══ Data extract ══
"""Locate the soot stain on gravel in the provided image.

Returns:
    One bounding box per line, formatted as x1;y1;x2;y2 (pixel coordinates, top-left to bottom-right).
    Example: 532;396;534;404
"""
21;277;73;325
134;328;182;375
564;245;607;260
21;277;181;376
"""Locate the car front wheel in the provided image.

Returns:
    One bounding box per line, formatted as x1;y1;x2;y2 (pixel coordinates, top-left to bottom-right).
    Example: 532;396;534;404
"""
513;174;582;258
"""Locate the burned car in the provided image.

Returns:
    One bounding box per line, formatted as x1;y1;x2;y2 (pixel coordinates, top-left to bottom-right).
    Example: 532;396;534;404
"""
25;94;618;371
═══
#### [Your task]
Write out everything from the line containing "car in the provided image." down to the end of the material, reproducing each line verbatim.

#### [Answer to the task]
"""Locate the burned car in the provided image.

Returns:
    One bounding box per line, formatted as x1;y1;x2;y2 (pixel coordinates, top-left to bottom-right).
    Example: 532;396;534;404
"""
25;94;618;371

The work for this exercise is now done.